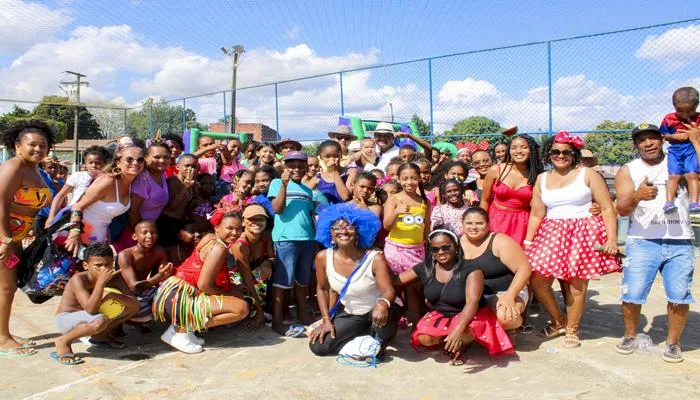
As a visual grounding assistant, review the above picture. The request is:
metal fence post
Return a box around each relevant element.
[428,59,435,143]
[148,99,153,137]
[547,42,552,135]
[221,92,228,132]
[338,71,345,115]
[182,99,187,133]
[275,83,280,140]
◇ ◇ ◇ ◇
### [Directions]
Can you give back every line of the listing above verbatim, leaving the pictures out?

### [Answer to this task]
As a visual grounding assistant, review the above picture. The request is:
metal fence post
Return a box around each relevant element.
[428,59,435,143]
[148,99,153,137]
[547,42,552,135]
[221,92,228,132]
[338,71,345,115]
[182,99,187,133]
[275,83,280,140]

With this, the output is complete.